Please rewrite the lines starting with the one containing "Where can you see the foreground" and going on through the end of the records, keeping the requests as they are but scaling every point coordinate in the answers by 2.05 and rounding each to a whole number, with halves rounded up.

Stored data entries
━━━━

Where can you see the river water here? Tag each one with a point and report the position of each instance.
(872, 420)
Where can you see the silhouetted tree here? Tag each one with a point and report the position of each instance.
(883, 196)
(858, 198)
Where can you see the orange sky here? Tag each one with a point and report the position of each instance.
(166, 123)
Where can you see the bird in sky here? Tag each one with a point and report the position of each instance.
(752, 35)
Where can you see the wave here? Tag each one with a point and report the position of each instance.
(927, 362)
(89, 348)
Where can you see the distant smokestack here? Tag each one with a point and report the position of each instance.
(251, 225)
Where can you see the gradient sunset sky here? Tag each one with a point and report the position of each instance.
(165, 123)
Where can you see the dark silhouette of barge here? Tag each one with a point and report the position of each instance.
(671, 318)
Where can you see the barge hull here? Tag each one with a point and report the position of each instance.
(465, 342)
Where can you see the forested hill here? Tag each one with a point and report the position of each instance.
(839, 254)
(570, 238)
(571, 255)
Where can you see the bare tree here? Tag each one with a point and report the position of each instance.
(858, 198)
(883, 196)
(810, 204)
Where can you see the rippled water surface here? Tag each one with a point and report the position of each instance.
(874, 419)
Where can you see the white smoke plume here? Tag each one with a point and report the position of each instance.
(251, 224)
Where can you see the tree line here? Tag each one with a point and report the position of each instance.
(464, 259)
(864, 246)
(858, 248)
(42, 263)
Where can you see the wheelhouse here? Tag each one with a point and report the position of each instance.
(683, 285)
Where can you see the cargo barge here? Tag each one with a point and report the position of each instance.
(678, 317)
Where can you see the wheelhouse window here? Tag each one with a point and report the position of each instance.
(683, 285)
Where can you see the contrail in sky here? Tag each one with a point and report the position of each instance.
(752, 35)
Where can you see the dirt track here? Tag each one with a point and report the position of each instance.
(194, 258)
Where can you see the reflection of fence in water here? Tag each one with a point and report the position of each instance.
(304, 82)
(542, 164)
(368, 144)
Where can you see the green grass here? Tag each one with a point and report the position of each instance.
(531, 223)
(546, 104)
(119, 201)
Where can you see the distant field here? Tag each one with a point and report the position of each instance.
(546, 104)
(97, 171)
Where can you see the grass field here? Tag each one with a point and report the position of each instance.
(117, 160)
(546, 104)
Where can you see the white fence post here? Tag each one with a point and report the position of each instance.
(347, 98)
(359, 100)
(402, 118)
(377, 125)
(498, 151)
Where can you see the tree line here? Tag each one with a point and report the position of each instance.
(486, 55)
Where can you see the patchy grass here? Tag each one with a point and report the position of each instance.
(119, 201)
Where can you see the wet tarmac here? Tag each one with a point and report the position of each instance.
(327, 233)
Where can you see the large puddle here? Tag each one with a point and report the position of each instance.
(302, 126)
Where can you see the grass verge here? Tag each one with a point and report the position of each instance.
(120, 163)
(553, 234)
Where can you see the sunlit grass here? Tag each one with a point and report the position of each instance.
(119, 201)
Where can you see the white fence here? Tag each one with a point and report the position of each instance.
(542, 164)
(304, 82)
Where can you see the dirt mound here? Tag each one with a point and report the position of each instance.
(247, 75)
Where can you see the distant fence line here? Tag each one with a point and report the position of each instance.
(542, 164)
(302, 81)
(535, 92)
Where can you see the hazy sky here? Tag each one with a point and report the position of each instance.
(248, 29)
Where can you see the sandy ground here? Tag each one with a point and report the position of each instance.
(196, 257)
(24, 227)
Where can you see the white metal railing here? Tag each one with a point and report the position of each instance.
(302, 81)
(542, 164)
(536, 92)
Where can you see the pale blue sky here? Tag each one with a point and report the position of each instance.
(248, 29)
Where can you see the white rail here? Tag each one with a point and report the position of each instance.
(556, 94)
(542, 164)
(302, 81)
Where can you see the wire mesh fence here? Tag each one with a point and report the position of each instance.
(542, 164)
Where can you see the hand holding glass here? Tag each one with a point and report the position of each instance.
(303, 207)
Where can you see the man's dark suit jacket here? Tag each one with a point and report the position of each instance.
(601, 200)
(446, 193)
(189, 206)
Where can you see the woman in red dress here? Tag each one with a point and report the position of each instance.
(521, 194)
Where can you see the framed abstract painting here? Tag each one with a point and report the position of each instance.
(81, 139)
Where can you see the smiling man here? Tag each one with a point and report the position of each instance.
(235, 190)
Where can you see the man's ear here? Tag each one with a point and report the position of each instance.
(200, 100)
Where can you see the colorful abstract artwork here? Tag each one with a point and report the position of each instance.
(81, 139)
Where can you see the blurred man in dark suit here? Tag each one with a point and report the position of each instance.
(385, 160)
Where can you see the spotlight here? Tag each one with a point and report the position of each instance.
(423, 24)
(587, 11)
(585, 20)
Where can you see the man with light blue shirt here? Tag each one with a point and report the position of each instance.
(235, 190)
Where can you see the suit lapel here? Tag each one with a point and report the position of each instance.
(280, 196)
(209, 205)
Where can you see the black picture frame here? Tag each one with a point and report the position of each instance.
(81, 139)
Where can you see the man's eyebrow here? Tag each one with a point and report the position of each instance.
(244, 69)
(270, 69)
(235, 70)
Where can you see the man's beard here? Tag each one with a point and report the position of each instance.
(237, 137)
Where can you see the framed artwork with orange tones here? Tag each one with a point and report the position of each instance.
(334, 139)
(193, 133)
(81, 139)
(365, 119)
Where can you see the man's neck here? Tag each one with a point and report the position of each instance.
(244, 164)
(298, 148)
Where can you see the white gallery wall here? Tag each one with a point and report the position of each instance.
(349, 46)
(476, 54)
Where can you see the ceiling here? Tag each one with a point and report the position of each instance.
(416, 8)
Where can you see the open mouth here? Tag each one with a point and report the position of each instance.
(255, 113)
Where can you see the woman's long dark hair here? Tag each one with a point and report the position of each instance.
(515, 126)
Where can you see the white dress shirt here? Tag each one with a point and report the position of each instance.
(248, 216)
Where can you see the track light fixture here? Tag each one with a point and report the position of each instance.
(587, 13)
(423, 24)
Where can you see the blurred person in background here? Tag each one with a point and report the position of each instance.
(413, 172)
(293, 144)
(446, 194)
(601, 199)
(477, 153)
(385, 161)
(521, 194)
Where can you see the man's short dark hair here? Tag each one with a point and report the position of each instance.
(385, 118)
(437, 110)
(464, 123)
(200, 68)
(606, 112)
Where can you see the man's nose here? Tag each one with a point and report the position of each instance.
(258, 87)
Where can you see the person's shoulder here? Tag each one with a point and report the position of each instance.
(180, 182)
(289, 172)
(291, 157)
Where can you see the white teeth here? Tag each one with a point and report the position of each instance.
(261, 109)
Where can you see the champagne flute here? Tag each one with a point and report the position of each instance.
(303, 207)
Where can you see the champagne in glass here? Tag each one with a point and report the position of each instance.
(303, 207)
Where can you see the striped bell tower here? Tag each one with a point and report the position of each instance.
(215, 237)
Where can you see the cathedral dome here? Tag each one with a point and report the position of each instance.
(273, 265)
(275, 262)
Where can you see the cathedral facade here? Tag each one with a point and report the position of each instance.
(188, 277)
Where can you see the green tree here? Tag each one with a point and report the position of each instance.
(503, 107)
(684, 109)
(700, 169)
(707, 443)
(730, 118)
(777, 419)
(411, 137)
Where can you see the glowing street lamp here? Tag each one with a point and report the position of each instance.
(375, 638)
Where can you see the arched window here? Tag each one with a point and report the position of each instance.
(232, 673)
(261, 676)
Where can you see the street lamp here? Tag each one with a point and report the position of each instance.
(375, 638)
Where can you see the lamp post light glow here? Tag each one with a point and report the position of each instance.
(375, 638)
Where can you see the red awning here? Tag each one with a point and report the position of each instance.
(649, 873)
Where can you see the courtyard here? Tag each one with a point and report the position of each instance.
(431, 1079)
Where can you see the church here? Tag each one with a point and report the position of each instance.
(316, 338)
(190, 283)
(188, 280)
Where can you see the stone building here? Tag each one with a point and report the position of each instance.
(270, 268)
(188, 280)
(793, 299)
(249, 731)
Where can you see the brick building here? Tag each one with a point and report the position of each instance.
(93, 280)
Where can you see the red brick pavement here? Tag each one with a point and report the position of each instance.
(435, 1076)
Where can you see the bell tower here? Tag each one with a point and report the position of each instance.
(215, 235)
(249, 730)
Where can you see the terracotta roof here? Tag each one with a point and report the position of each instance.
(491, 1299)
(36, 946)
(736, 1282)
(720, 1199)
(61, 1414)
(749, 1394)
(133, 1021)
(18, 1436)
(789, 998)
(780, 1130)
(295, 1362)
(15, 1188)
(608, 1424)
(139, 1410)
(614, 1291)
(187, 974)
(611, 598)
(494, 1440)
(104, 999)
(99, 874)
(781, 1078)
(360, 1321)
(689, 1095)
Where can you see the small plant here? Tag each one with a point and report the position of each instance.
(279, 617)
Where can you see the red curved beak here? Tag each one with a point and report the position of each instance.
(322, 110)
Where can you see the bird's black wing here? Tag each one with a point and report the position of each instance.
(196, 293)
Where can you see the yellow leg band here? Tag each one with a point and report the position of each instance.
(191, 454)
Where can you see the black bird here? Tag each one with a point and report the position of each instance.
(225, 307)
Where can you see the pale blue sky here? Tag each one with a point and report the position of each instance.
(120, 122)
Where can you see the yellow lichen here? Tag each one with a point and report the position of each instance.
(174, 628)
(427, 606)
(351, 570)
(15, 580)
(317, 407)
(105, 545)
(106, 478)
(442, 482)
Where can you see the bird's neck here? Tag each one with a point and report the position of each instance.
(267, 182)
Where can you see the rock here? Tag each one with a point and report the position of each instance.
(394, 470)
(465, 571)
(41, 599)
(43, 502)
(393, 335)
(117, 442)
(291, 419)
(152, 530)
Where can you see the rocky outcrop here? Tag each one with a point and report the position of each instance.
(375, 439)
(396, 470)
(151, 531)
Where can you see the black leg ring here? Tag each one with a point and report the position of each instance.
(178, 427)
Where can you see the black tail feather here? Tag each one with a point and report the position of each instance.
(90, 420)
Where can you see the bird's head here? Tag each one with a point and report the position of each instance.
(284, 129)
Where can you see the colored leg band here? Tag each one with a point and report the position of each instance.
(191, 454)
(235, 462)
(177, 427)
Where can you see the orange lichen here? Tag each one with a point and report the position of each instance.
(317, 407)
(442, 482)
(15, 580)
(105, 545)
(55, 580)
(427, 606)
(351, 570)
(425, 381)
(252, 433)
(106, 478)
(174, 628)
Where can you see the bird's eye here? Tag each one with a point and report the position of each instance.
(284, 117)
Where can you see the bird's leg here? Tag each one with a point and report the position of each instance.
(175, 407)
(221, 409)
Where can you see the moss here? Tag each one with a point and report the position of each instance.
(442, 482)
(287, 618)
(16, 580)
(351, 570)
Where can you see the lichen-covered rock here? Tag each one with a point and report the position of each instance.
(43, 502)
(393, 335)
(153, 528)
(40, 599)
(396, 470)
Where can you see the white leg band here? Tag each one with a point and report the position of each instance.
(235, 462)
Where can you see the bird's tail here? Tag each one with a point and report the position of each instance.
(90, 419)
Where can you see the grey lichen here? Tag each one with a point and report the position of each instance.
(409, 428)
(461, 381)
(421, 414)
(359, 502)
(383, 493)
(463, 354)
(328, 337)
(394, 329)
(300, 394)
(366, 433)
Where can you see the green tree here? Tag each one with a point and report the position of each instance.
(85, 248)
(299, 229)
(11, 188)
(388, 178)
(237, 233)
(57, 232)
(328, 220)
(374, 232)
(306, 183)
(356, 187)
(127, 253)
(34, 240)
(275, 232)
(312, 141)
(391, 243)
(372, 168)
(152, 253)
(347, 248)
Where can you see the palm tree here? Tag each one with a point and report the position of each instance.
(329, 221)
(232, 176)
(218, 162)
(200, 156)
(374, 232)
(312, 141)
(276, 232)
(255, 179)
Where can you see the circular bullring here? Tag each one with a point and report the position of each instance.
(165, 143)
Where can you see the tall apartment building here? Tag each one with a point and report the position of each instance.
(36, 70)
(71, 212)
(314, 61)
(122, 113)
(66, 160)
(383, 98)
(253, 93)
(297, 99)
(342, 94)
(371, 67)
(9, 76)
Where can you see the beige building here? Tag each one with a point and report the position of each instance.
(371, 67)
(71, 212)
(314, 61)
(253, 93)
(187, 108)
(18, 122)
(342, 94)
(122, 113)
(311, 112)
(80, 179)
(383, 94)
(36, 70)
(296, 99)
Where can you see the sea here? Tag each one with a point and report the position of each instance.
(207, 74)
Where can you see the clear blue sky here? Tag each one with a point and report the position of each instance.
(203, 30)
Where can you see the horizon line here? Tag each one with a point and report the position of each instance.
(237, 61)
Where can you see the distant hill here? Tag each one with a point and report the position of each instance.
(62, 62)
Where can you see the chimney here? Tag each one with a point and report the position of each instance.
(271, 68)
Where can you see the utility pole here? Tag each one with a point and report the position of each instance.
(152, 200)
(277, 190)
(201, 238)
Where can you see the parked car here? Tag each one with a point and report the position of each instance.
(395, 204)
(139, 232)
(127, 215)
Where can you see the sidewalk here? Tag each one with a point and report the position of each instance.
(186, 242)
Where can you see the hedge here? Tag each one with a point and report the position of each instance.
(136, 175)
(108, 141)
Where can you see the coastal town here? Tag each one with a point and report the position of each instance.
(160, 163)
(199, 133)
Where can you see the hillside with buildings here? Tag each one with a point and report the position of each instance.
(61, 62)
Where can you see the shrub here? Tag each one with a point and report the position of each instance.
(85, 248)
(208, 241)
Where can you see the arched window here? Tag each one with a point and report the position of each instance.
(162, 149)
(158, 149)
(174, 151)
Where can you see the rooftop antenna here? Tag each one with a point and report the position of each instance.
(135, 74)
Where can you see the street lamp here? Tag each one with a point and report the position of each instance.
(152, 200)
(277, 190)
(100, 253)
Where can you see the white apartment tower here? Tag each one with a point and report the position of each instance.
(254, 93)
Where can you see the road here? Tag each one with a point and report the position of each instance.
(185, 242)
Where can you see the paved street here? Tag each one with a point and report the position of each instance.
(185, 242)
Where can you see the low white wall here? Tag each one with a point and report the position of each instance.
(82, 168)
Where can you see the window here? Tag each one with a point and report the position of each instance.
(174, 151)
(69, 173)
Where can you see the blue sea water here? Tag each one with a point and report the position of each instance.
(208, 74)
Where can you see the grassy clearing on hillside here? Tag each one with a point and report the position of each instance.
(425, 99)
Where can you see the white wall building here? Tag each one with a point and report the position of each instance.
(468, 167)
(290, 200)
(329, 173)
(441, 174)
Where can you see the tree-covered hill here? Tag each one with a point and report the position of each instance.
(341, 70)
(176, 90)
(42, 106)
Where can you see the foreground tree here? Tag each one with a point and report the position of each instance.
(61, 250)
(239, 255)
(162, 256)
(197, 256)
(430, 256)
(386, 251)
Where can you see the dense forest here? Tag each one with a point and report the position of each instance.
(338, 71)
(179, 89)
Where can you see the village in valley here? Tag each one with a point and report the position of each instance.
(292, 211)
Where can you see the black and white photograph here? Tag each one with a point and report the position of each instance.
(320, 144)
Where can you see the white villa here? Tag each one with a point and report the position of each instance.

━━━━

Correct result:
Where can you see the foreground tree here? Tag each one with a point and report the position of each instance.
(125, 513)
(490, 523)
(332, 525)
(404, 525)
(882, 525)
(791, 515)
Where can you see the dense forest here? Tag each one with a point and report the position of each instance.
(693, 146)
(367, 182)
Where can you see the village in valley here? Tag each one with a point and report the position of each instance.
(599, 433)
Where can you see the black and white photograph here? Tag each one with a point and report the position of each instance.
(656, 295)
Where can you see the white villa here? Tag each one with a point and report the position of each instance.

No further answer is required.